## PROBLEM DESCRIPTION
Repeat each of the rows below word for word, leaving the pictures out of your answer.

## PROVIDED MATERIAL
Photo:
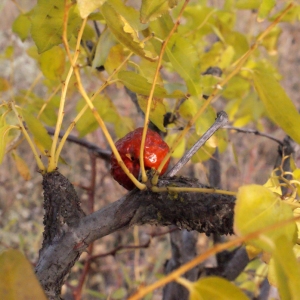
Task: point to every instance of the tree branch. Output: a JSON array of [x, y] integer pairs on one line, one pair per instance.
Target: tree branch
[[208, 213]]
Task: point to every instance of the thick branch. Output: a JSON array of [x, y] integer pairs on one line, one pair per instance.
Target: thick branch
[[208, 213]]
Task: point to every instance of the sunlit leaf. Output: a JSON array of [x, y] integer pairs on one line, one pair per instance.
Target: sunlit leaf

## FINAL ANSWER
Photo:
Task: point to every instance of the tree branch. Output: a JSON array of [x, y] integer pairs on one line, one pair per instance.
Target: tree branch
[[208, 213]]
Task: point to every instance of the thick branch. Output: a JSON array of [x, y] integer pairs on one line, one pair per instance.
Target: thick branch
[[208, 213]]
Task: point to every instance of the sunlit leaf. Output: a JSON array of [x, y] integer pairs on one line, one pair per instance.
Target: sunlit leaf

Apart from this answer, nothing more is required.